--- BEGIN Information provided ---
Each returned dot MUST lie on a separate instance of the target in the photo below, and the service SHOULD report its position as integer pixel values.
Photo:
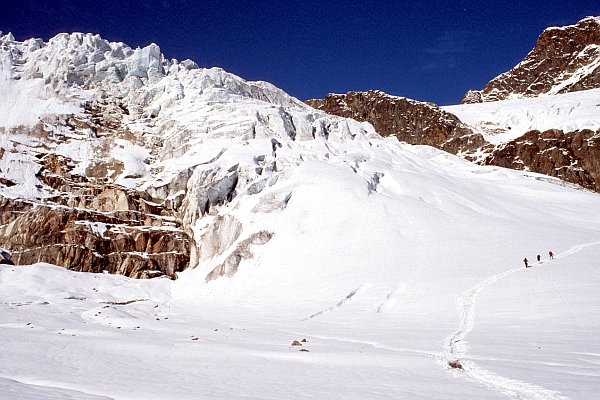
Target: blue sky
(430, 50)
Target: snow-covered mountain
(400, 265)
(564, 59)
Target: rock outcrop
(564, 59)
(84, 220)
(571, 156)
(120, 160)
(409, 120)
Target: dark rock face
(571, 156)
(563, 60)
(411, 121)
(84, 220)
(89, 241)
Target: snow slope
(502, 121)
(391, 260)
(378, 281)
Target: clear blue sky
(426, 50)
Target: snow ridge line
(457, 348)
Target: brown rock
(563, 60)
(409, 120)
(571, 156)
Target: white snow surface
(391, 260)
(502, 121)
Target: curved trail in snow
(457, 349)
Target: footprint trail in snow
(456, 348)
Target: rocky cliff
(409, 120)
(571, 156)
(117, 159)
(564, 59)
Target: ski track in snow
(457, 349)
(341, 303)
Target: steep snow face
(384, 256)
(502, 121)
(391, 260)
(193, 139)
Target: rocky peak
(117, 159)
(564, 59)
(409, 120)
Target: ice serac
(412, 121)
(564, 59)
(117, 159)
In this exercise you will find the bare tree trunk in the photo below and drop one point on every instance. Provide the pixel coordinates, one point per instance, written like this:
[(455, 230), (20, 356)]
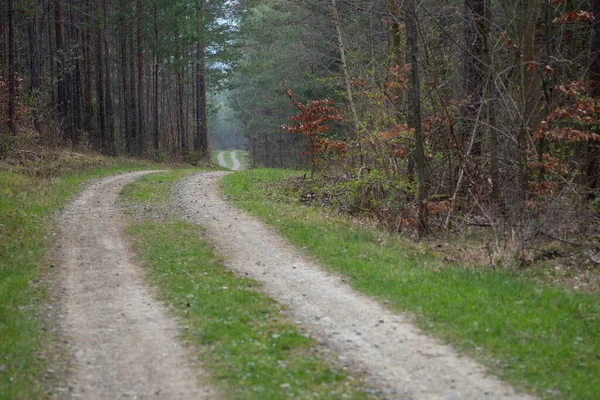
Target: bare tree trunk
[(88, 109), (140, 88), (414, 121), (110, 147), (473, 77), (592, 169), (530, 85), (155, 105), (133, 107), (201, 137), (100, 92), (126, 131), (35, 63), (488, 94), (60, 64), (12, 79)]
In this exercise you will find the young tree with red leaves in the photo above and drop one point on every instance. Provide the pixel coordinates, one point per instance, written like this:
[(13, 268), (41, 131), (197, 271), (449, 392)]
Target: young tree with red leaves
[(311, 121)]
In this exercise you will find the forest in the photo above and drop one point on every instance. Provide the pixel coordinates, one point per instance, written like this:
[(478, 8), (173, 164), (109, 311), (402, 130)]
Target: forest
[(425, 116), (306, 199)]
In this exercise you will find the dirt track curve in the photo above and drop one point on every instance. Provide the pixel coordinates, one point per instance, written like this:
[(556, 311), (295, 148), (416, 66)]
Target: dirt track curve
[(234, 160), (401, 361), (123, 342)]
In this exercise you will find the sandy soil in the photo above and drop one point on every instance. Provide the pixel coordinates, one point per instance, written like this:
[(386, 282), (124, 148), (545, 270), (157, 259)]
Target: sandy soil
[(221, 159), (401, 361), (124, 345)]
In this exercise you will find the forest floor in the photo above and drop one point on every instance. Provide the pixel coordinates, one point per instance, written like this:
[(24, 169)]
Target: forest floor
[(402, 361), (123, 342), (233, 163)]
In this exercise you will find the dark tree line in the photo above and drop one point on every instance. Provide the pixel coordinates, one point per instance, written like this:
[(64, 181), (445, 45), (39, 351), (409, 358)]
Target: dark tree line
[(114, 75), (479, 112)]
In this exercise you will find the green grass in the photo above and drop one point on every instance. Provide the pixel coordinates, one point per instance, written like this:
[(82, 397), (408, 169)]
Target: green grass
[(242, 157), (540, 338), (241, 336), (29, 196)]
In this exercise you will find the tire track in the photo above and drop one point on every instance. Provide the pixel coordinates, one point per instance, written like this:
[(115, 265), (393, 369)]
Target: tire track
[(123, 342), (402, 361)]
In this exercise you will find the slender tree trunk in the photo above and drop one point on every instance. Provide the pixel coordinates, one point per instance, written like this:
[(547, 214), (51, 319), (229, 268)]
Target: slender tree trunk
[(592, 173), (201, 138), (88, 108), (68, 72), (342, 51), (473, 76), (12, 78), (133, 104), (100, 92), (60, 66), (35, 63), (124, 70), (546, 86), (488, 95), (180, 121), (156, 68), (530, 86), (414, 121)]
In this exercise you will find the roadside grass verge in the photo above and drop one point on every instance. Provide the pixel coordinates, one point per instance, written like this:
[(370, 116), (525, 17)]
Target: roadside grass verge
[(539, 338), (226, 158), (242, 338), (242, 157), (30, 193)]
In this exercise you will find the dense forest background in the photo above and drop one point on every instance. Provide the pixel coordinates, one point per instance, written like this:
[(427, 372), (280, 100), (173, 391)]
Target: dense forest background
[(427, 116)]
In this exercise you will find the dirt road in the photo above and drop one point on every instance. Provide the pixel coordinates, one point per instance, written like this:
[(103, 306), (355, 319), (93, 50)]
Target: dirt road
[(236, 163), (124, 344), (234, 160), (401, 361)]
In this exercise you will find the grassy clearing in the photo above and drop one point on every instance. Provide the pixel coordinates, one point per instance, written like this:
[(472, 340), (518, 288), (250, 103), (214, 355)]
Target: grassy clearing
[(541, 338), (242, 157), (243, 340), (30, 193), (226, 158)]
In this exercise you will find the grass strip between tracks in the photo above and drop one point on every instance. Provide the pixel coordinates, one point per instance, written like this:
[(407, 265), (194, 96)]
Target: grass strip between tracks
[(30, 196), (242, 339), (540, 338)]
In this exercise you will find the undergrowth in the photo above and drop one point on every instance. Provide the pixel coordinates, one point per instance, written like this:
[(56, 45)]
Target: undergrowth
[(540, 338)]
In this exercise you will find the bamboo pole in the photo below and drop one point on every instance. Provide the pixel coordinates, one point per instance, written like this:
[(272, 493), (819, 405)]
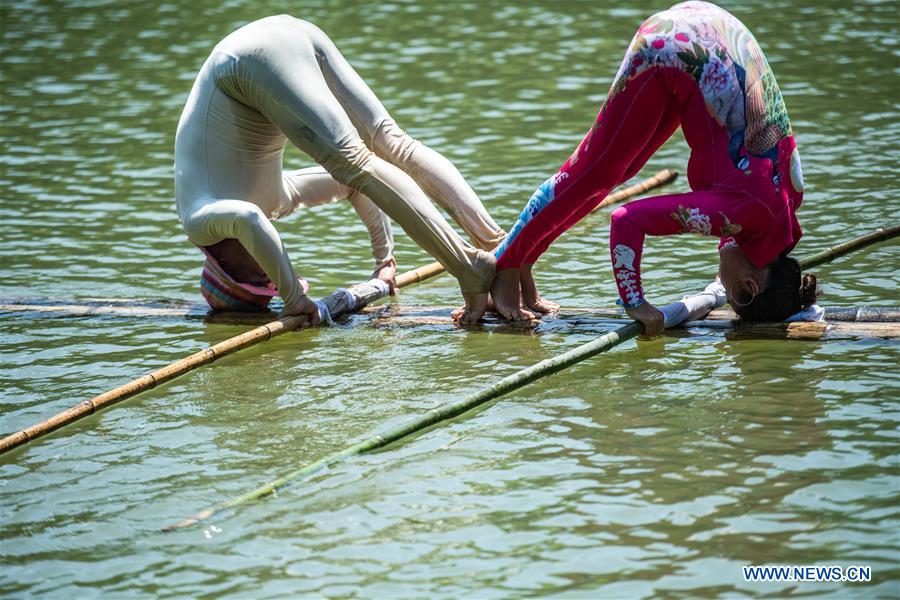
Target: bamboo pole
[(857, 314), (508, 384), (250, 338), (662, 178), (336, 302), (879, 235), (433, 416)]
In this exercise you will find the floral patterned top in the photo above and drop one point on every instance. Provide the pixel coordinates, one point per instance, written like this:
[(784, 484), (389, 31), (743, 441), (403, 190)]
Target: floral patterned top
[(749, 196)]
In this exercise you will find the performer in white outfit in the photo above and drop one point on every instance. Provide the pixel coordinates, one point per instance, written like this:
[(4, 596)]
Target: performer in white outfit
[(281, 78)]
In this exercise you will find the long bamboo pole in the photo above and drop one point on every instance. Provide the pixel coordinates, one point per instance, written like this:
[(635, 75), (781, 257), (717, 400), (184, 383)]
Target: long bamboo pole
[(435, 415), (879, 235), (504, 386), (336, 303), (250, 338)]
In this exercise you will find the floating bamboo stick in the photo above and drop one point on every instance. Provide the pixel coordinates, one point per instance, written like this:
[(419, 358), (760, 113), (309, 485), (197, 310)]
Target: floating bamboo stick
[(337, 304), (501, 387), (584, 322), (435, 415), (879, 235), (662, 178), (858, 314), (260, 334)]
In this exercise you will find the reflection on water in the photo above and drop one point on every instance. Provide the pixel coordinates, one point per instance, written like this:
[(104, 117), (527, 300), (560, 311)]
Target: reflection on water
[(658, 469)]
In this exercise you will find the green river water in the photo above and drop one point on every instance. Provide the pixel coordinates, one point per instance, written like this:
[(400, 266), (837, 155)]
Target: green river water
[(656, 470)]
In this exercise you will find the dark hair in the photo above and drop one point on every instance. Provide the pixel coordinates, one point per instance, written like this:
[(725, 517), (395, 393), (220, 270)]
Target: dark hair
[(785, 294)]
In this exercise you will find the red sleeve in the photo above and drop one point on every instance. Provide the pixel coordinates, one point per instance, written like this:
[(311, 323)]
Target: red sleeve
[(710, 213)]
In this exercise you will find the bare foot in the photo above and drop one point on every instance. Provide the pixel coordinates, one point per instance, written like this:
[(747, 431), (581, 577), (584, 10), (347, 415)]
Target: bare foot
[(531, 297), (471, 313), (508, 298)]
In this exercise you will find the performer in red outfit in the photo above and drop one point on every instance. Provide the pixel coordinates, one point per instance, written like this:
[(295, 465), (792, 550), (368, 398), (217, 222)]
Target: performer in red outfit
[(697, 66)]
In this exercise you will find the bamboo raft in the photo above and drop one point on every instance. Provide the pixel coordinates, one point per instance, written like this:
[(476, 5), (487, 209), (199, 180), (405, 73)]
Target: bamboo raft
[(854, 322)]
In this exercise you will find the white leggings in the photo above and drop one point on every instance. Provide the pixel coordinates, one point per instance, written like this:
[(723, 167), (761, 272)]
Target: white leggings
[(282, 78)]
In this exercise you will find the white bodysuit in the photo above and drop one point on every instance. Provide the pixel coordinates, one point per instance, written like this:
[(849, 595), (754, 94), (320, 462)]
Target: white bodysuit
[(281, 78)]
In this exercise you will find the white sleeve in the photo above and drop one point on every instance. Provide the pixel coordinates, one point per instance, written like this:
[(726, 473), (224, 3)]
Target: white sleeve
[(695, 306), (379, 227)]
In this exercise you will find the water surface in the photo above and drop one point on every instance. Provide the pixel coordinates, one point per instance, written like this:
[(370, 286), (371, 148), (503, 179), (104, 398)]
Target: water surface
[(656, 470)]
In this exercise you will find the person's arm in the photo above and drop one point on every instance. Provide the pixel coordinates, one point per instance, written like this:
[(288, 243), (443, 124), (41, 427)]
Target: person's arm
[(379, 227)]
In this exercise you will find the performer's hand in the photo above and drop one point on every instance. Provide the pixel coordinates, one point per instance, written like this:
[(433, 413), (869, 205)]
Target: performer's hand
[(303, 307), (653, 319), (388, 274)]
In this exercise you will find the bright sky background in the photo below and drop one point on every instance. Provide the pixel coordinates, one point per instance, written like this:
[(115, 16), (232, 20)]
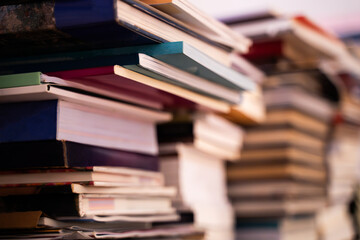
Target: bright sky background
[(340, 16)]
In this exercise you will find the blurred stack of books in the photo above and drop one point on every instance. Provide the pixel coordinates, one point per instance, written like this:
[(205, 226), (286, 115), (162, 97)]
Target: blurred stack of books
[(83, 84), (288, 166)]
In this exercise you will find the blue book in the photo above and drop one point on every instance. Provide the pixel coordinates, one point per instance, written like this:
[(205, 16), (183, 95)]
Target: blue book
[(177, 54), (65, 25), (91, 123)]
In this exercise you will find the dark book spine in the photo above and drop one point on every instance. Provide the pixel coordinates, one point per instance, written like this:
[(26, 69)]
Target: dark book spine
[(40, 154), (28, 121), (53, 205)]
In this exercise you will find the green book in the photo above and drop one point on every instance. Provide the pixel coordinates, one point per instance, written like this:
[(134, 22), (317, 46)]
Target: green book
[(137, 62), (177, 54), (20, 80)]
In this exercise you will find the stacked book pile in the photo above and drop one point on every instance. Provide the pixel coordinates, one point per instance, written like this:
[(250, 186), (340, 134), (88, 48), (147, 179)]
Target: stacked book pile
[(83, 85), (81, 163), (193, 150), (284, 168)]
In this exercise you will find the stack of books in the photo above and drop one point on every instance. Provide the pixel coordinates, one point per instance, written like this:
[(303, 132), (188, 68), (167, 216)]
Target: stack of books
[(283, 173), (192, 158), (83, 107), (81, 163)]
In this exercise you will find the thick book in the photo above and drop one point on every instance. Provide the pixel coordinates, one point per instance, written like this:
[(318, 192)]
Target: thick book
[(281, 154), (278, 207), (183, 13), (54, 153), (92, 24), (97, 176), (274, 189), (90, 188), (181, 55), (96, 24), (284, 135), (62, 120), (83, 205), (99, 81), (276, 171)]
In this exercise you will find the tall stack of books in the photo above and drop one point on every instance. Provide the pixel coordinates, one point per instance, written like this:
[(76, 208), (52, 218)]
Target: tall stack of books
[(282, 169), (291, 146), (193, 154), (83, 84)]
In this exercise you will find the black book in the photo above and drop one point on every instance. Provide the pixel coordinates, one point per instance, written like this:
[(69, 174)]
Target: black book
[(53, 153)]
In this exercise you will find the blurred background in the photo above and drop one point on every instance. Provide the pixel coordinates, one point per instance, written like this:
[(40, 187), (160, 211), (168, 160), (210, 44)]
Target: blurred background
[(341, 17)]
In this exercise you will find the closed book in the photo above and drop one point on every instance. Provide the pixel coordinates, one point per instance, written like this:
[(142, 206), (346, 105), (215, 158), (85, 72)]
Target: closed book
[(82, 205), (54, 153), (62, 120), (96, 24), (276, 171), (181, 55), (97, 176)]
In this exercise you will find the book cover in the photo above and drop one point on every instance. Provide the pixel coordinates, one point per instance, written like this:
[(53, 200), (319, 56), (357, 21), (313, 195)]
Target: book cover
[(62, 120), (53, 153)]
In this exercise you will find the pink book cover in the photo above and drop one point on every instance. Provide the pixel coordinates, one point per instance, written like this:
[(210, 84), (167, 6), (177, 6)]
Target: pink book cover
[(103, 80)]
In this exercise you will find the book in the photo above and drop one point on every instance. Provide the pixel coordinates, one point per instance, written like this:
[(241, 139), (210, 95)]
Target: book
[(226, 145), (47, 92), (299, 27), (265, 189), (101, 81), (83, 205), (296, 119), (278, 207), (208, 102), (116, 176), (35, 219), (297, 227), (297, 98), (61, 120), (90, 188), (65, 154), (120, 23), (281, 154), (180, 55), (198, 21), (279, 136), (277, 171)]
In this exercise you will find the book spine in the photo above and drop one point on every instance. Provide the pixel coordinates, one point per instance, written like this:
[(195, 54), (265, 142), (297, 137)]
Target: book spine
[(28, 121), (54, 205), (83, 12), (60, 154)]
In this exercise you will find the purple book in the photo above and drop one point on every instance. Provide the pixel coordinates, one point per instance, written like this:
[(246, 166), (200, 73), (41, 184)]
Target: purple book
[(53, 153)]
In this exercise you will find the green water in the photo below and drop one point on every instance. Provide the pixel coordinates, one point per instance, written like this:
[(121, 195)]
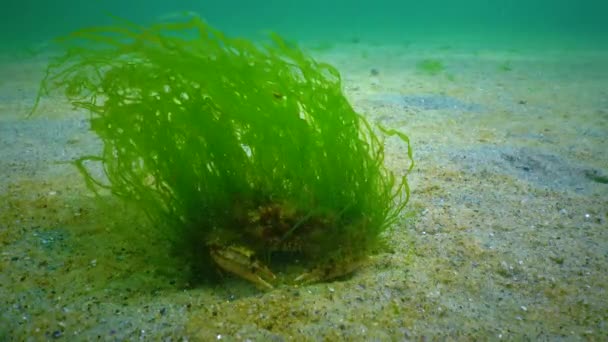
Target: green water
[(31, 21)]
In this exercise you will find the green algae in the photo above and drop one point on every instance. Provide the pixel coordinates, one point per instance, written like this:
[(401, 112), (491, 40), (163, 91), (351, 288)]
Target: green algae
[(220, 141)]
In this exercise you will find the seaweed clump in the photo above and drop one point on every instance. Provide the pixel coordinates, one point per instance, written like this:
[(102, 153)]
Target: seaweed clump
[(221, 141)]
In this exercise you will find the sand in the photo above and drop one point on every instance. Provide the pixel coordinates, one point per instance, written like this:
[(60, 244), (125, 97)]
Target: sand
[(505, 236)]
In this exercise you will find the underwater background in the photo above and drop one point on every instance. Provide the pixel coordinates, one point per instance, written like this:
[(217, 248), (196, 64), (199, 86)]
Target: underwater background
[(505, 235)]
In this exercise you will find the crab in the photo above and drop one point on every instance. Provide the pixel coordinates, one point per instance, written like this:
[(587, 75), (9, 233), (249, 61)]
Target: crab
[(271, 229)]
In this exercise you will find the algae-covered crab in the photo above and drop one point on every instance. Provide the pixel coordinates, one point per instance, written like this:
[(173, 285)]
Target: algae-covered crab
[(236, 151)]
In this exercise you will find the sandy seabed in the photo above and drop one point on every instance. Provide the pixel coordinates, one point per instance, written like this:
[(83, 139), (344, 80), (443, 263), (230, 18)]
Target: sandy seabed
[(505, 235)]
--- END Information provided ---
Problem statement
Copy out, unchanged, the lines of the material from the line containing "In this exercise you will find the seaweed" up to and including the line containing "[(236, 151)]".

Task answer
In this exercise you will find the seaweed clump in the photo above and drop one point on every instance. Provide the pixel coordinates, one point per instance, written like this:
[(102, 153)]
Target: seaweed clump
[(221, 141)]
In this exercise you will find the sand in the photo above and drop one point on every instance. Provide the pixel coordinates, one point per instance, written like this:
[(60, 244), (125, 97)]
Target: sand
[(505, 236)]
In this exercise you will find the underwater background in the photo above and drop one point on every instance. Provide the pixel coordinates, one point per instance, written like this:
[(217, 248), (196, 64), (199, 86)]
Target: underwater background
[(505, 235)]
In this exercise you will find the crab in the photo above and drop one point on every instance. Provide the pixel coordinates, one point per instance, written like this:
[(587, 75), (9, 233), (249, 61)]
Target: crab
[(271, 229)]
In this exercise you will find the algae-covered crab in the photo above and drop one point on every instance. Provide the pixel coordinates, one point per instance, written like this:
[(173, 285)]
Target: algae-covered crab
[(236, 151)]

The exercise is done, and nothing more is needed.